WHAT THE TASK ASKS →
In your reply, write out the records exactly, each line intact.

START EXTRACTED RECORDS

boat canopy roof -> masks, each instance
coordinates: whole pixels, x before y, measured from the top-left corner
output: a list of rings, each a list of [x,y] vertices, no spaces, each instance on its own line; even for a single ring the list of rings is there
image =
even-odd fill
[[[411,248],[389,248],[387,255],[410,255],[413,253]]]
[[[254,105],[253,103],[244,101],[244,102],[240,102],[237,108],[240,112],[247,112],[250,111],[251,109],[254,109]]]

END EXTRACTED RECORDS

RESPONSE AREA →
boat canopy roof -> masks, each instance
coordinates: whole pixels, x before y, measured from the top-left corner
output: a list of rings, each a list of [x,y] vertices, no spaces, each instance on its own line; even for a single ring the list of rings is there
image =
even-odd fill
[[[411,248],[389,248],[387,255],[410,255],[413,253]]]
[[[254,105],[253,103],[244,101],[244,102],[240,102],[237,108],[240,112],[247,112],[250,111],[251,109],[254,109]]]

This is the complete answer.